### TRECHO DO DOCUMENTO

----------

A lei procura estabelecer critérios complementares a este juízo

de proporcionalidade. O primeiro busca estabelecer um patamar

máximo de desaprovação da conduta ao ditar, no art. 35, inc. I da lei

12594/2012, fundado no art. 54 das Diretrizes de Riad (Diretrizes das

Nações Unidas para a prevenção da delinquência juvenil), que o

adolescente não pode receber tratamento mais gravoso do que o

conferido ao adulto.

Ora, embora o senso comum tenha incorporado a referência ao

patamar máximo de três anos para a medida de internação como limite

de privação de liberdade (art. 121, §3°, do ECA), não se é de olvidar

que o próprio Estatuto autoriza a progressão, ao cabo desse prazo,

para a medida de semiliberdade – também privativa de liberdade,

senão de liberdade assistida. Portanto, em tese, nada impedia que, na

prática, fosse possível privar o adolescente de liberdade por até seis

anos, com o cumprimento de três anos de internação, seguidos de

outros tantos para de semiliberdade (art. 120, §2°, do ECA) e sua

progressão à liberdade assistida, indicando que a sanção ao

adolescente encontrava legalmente apenas um patamar máximo

efetivo de duração, a idade de 21 anos como limite para aplicação das

regras do Estatuto (art. 2°, parágrafo único, do ECA).

----------

### DADOS DE ENTRADA
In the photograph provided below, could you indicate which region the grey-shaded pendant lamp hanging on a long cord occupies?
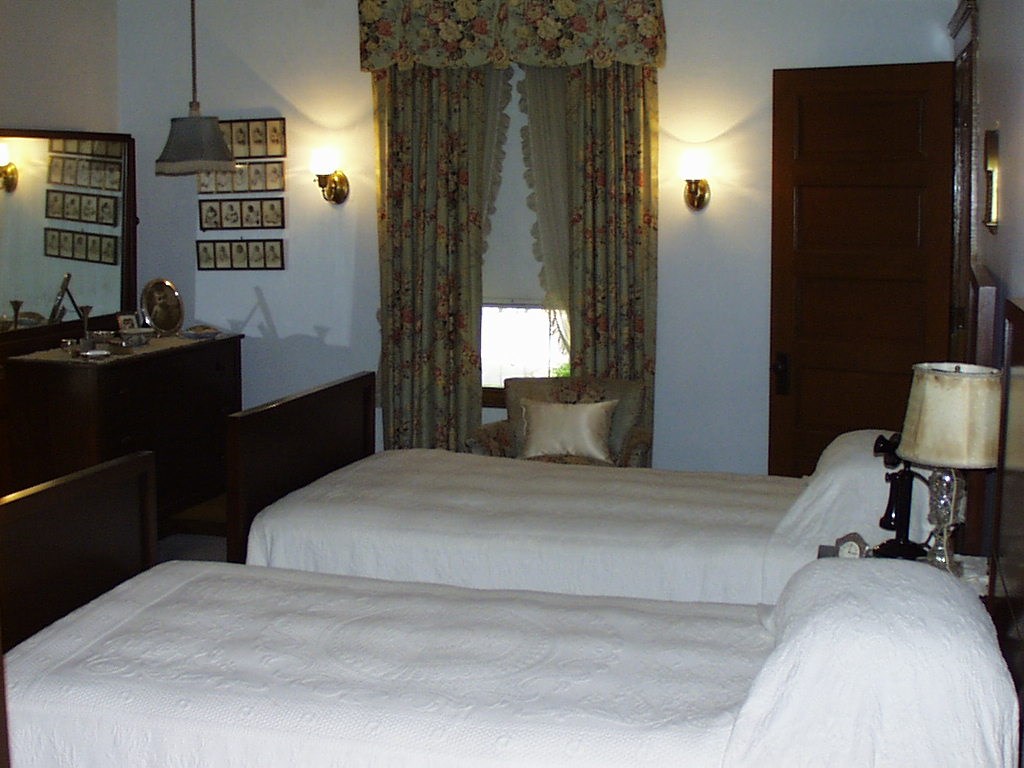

----------

Por favor, reescreva de forma mais breve o parágrafo do trecho do documento que começa com "Ora, embora o senso comum", mantendo seus fatos principais.

Embora o senso comum tome o prazo máximo de três anos de internação (art. 121, §3°, do ECA) como limite da privação de liberdade, o próprio Estatuto autoriza, ao fim desse prazo, a progressão para a semiliberdade, também privativa de liberdade, ou para a liberdade assistida. Assim, em tese, o adolescente podia ser privado de liberdade por até seis anos, com três anos de internação e outros três de semiliberdade (art. 120, §2°, do ECA), seguidos da progressão à liberdade assistida. Legalmente, o único limite máximo efetivo da sanção era a idade de 21 anos, limite para a aplicação das regras do Estatuto (art. 2°, parágrafo único, do ECA).